- EXERCISE DESCRIPTION -
Word-for-word reproduction, images excluded: copy every entry below.

== Segment start ==

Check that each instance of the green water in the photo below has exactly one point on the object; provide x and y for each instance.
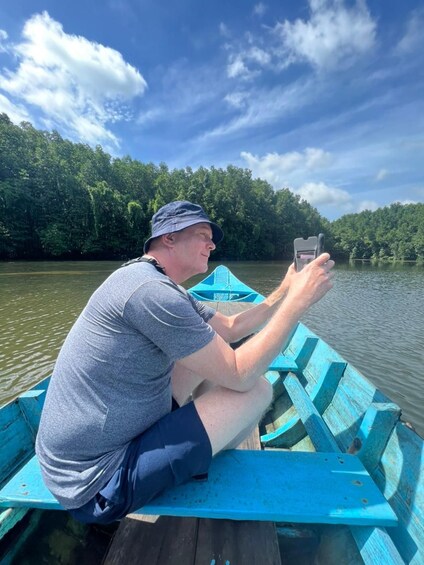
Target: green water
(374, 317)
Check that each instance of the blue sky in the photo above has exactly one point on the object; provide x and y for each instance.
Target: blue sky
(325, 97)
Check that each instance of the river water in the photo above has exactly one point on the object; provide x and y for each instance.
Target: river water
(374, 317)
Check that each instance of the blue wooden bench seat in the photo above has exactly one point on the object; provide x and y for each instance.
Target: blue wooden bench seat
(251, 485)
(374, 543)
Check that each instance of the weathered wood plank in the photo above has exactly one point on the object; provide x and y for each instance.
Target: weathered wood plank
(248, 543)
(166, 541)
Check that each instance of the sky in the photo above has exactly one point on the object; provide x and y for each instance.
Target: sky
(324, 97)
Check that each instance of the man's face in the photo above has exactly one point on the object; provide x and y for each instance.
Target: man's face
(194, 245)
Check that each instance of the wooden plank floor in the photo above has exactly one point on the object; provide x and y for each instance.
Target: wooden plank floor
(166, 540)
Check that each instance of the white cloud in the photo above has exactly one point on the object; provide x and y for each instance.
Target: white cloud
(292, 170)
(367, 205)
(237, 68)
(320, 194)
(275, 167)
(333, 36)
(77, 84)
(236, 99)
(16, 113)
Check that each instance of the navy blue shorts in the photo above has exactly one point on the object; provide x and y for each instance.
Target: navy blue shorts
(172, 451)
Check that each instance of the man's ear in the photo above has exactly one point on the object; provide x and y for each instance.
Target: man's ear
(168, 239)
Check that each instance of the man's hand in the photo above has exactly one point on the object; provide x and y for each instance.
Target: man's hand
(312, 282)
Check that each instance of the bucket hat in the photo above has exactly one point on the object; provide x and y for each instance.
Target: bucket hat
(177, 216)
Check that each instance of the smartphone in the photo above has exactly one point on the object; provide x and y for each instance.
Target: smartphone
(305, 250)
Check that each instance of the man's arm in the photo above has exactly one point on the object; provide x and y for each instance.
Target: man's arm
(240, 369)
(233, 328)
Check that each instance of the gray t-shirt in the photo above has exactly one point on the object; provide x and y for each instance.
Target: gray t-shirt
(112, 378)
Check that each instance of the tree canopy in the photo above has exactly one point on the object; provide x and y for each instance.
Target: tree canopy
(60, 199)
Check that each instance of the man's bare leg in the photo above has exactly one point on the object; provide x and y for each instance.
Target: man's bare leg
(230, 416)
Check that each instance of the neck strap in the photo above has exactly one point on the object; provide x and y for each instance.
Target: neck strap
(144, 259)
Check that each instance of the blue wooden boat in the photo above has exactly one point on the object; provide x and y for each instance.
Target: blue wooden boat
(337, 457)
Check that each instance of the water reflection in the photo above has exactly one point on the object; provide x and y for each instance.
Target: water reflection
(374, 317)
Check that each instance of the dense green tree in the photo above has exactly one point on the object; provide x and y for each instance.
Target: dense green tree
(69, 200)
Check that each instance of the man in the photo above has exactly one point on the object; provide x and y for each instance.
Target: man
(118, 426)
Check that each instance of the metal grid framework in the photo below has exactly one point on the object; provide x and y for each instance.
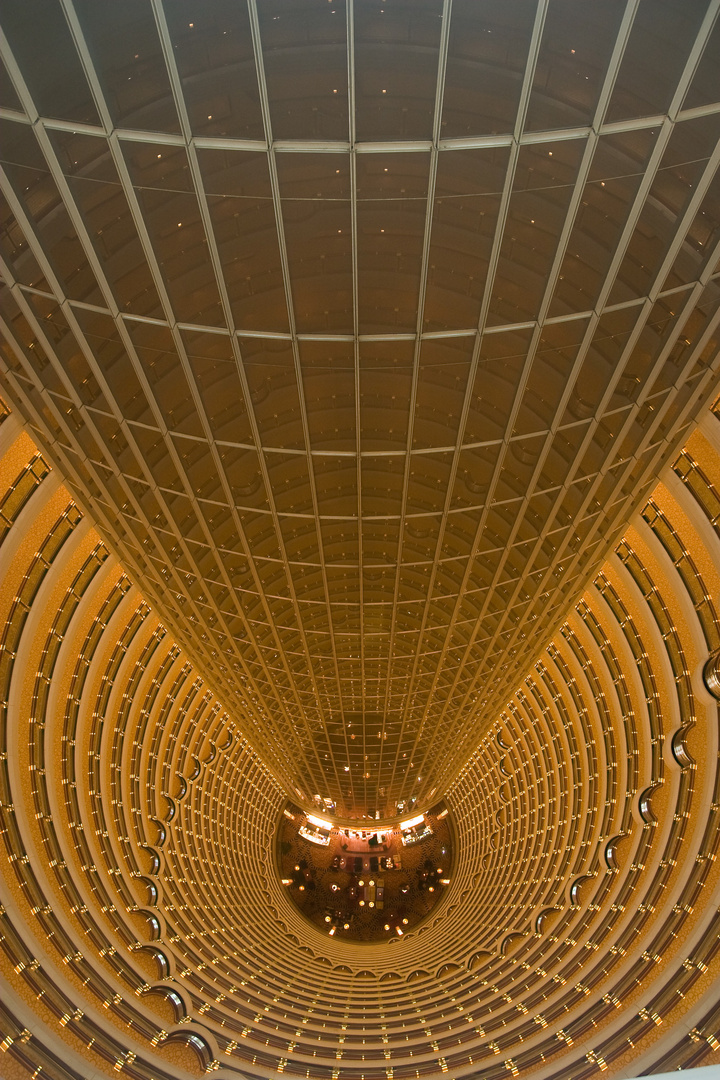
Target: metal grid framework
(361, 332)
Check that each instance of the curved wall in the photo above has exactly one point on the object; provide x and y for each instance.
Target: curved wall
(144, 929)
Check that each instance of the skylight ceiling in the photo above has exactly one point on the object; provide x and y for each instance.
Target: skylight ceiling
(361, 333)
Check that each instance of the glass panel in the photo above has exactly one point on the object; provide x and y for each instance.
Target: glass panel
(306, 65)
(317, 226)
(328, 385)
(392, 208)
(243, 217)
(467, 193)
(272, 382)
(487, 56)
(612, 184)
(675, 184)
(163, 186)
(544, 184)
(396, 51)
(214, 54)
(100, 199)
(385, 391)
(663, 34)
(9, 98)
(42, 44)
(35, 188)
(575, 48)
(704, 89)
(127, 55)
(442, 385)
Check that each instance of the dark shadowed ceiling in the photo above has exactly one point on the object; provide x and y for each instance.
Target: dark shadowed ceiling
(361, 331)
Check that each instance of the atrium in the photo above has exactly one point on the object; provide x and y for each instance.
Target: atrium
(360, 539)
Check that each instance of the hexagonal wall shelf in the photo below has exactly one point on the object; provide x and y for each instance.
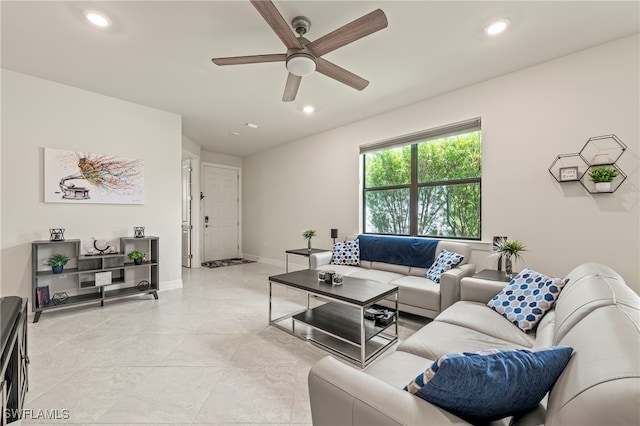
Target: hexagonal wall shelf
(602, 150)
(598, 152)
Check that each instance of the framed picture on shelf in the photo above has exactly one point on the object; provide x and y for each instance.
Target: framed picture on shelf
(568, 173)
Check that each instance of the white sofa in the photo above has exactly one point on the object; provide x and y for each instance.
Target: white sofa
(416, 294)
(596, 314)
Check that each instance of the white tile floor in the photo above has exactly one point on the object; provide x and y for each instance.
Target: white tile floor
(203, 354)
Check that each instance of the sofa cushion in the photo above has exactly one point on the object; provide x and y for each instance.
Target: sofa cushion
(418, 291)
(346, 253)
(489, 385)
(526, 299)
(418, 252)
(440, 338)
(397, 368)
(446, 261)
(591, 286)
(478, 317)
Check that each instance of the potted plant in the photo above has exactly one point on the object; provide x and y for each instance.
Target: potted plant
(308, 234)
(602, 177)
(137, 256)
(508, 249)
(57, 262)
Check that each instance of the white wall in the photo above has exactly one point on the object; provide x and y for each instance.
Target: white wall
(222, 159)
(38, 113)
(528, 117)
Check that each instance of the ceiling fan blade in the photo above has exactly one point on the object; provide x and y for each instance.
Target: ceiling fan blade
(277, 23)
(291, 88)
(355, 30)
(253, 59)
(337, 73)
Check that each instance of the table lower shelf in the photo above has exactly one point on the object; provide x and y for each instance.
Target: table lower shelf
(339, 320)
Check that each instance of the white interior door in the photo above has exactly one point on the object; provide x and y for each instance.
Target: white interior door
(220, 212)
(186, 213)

== Segment end ==

- COMPLETED EXERCISE -
Check that each instance of the green water in the photo below has exactly one point on the object; provide x and y for each instance.
Target: green water
(374, 317)
Check that each instance of the blue sky in the photo above has exactly one point on the object; provide x and y for each instance.
Target: blue sky
(325, 97)
Check that each instance of the river water in the photo above has exactly one point on the object; provide x and y for each instance.
Target: river water
(374, 317)
Check that each instance of the blue wooden bench seat in the photo above has exactly one point on the object; provide x and y for each instance.
Target: blue wooden bench seat
(251, 485)
(374, 543)
Check that each instance of the weathered wood plank in the photo above has exactly one point on the object; provide x and y for each instance.
Target: weathered wood plank
(248, 543)
(166, 541)
Check that each instance of the sky in the photo above has exactly one point on the object; provide x and y for each instance.
Target: sky
(324, 97)
Check that each instance of the man's face in the photo above has exactly one point on the object; provide x and y for each instance.
Target: man's face
(194, 245)
Check that each instance of the wooden plank floor in the photo above has exactly one point on the object; provide x and y for each instance.
Target: wooden plank floor
(166, 540)
Check that each instance of the white cloud in the photo above has exactly one point on the object; provide x and y for each instance.
Target: white cloud
(292, 170)
(367, 205)
(237, 68)
(320, 194)
(275, 167)
(333, 36)
(77, 84)
(236, 99)
(16, 113)
Check that each instance of the navy blue shorts in the photo above has exactly one point on the object; provide x and y for each instance.
Target: navy blue shorts
(172, 451)
Check that each instance of the man's ear in the photo above has exactly one point on the object; provide x and y for each instance.
Target: man's ear
(168, 239)
Check that each instance of the man's hand in the photo above has exactly one point on the object; provide x and y for each instance.
Target: man's hand
(312, 282)
Check that each instance of the bucket hat in the photo above has exactly one point on the object; provide x and y for each instance.
Target: bucket hat
(177, 216)
Check that each instance of the smartphone in the photo above has exactly one point on the object; provide x and y for each instance.
Target: smartphone
(305, 250)
Check that each instance of the man's arm in the photo above has exactly one point on the object; provide x and y for each instance.
Target: man's arm
(240, 369)
(233, 328)
Check that each instance of the gray t-shirt in the photo above has exactly one point on the object; provide x and y for each instance.
Target: gray t-shirt
(112, 378)
Check that each instance of the tree canopy in the photo above has exactly one point on the object; provide x and y for each instance.
Target: tree canopy
(60, 199)
Check that each instance of the man's bare leg in the photo above has exactly one point on the object; provide x and y for each instance.
Target: man's bare leg
(230, 416)
Check that each instance of the neck strap in the photo above has exactly one point on the object; provide x and y for each instance.
Target: neck strap
(144, 259)
Check that each instance of the blue wooden boat in the photo above has exactly one point on the object; provide x and y for each instance.
Target: blue wooden boat
(337, 457)
Check that each instance of the water reflection in the photo above has exactly one point on the object; provide x and y for each instance.
Target: water reflection
(374, 317)
Check that each instance of the dense green tree in the photo above has exactly one point on the object; provide x and y for each instance.
Target: dense green tree
(69, 200)
Check that each instance of the man in the photo above has exactly one point on the object; provide x and y for each instance.
Target: man
(118, 426)
Check that each instance of the metal grid framework in the photo below has exactly one point on the object; provide x and y for each instance.
Target: metal grid framework
(361, 332)
Check that each instance of the curved wall in the photo above has exactly one point on the object; provide x and y for each instance.
Target: curved wall
(144, 929)
Check that each instance of the skylight ceiling in the photo above has exactly one point on the object; provide x and y for each instance.
Target: skylight ceiling
(361, 333)
Check that each instance of the glass panel in the photo above has exactly one point on the object; provide x and y for each instance.
Target: glass panel
(306, 65)
(317, 226)
(328, 385)
(392, 208)
(243, 217)
(467, 193)
(272, 382)
(487, 56)
(612, 184)
(675, 184)
(163, 186)
(544, 184)
(396, 51)
(214, 54)
(100, 199)
(385, 391)
(663, 34)
(9, 98)
(42, 44)
(35, 188)
(575, 48)
(704, 89)
(127, 55)
(442, 385)
Check that each instance of the dark shadowed ceiling in the photo above has exactly one point on the object; provide x and y for each instance.
Target: dark shadowed ceiling
(361, 331)
Check that each instance of the atrium in the photo above has exactly one point on the object; provide x and y for each instance.
Target: atrium
(360, 539)
Check that each instance of the hexagonal wall shelf in the photo below has exactly one point on the object; provide x and y for each instance.
Target: hexagonal wall shelf
(602, 150)
(598, 152)
Check that each instance of the framed picture on shelf in the photo above has exactly one point on the object; provide x and y for each instance.
Target: framed picture on shelf
(568, 173)
Check that each instance of the white sofa in the photo above has exactly one point on the object; provide x and y for each instance.
Target: white sofa
(416, 294)
(596, 314)
Check that each instance of the white tile floor in the photo above has exactly one point on the object; provide x and y for each instance.
Target: white tile floor
(203, 354)
Check that each instance of the sofa cushion in the photo above has exactly one point on the object; provide x and y for each instance.
Target: sofa cushion
(418, 291)
(346, 253)
(489, 385)
(526, 299)
(418, 252)
(440, 338)
(397, 368)
(446, 261)
(591, 286)
(478, 317)
Check that each instance of the potted plant in the photo above has exactly one point on the object; provide x and y for each instance.
Target: potted plant
(308, 234)
(602, 177)
(137, 256)
(508, 249)
(57, 262)
Check that each instance of the white wall in the photo above has exactly one point on the object; provide x and y for each instance.
Target: white wall
(222, 159)
(38, 113)
(528, 117)
Check that each instance of the ceiling fan blade in the photo above has exactly one point on the object; provide x and y for each instance.
Target: ceiling fan blade
(277, 23)
(291, 88)
(355, 30)
(253, 59)
(337, 73)
Check that each instance of the table lower shelf in the photo above has exactly one point on the object; provide x and y for each instance.
Target: table lower shelf
(339, 320)
Check that each instance of the white interior door in the photo above has exactly one point on the object; provide x and y for each instance.
Target: white interior door
(220, 212)
(186, 213)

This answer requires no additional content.